→ Text passage
Published: 1:50 pm, Thu. Jul. 12th, 2018Updated: 1:47 pm
A little lizard is the center of controversy again, with a Chaves County administrator vowing to work if need be to keep lands in the county available for business use.
“The lizard is back on our radar,” said Chaves County Manager Stanton Riggs at the June 25 Board of Commissioners meeting.
Riggs said that the county is working on the issue with Chaves County Public Lands Commissioner Dan Girand and the American Stewards of Liberty. American Stewards is a landowners’ advocacy and legal rights nonprofit based in Austin, Texas, that works on several issues, including preventing or removing Endangered Species Act listings when the group thinks federal protections are unnecessary.
Girand, also legislative and regulatory affairs manager for Mack Energy Corp., said the lizard listing — as well as ongoing discussions about protections for the lesser prairie chicken — could affect all sorts of business interests, not just oil and gas, in Lea, Eddy, Chaves, Roosevelt and Curry counties.

→ Records shown
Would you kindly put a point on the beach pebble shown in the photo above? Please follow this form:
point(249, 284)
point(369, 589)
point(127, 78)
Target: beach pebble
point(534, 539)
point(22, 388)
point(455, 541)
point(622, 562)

→ Assignment
According to the article about the lizard in Chaves County, where is the American Stewards of Liberty based?

→ Answer section
Austin, Texas.